* PROBLEM DESCRIPTION
Look for "What to return: a" in the entries below. Then write out exactly the line that holds it and every line after it, to the last, and nothing else.

* INPUT FOR THIS TASK
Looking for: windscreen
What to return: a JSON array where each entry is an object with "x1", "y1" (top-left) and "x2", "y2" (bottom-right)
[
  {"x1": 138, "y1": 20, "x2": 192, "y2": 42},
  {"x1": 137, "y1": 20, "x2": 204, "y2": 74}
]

* REPLY TO THE EXERCISE
What to return: a JSON array where each entry is an object with "x1", "y1" (top-left) and "x2", "y2" (bottom-right)
[
  {"x1": 138, "y1": 20, "x2": 192, "y2": 42},
  {"x1": 137, "y1": 20, "x2": 204, "y2": 74}
]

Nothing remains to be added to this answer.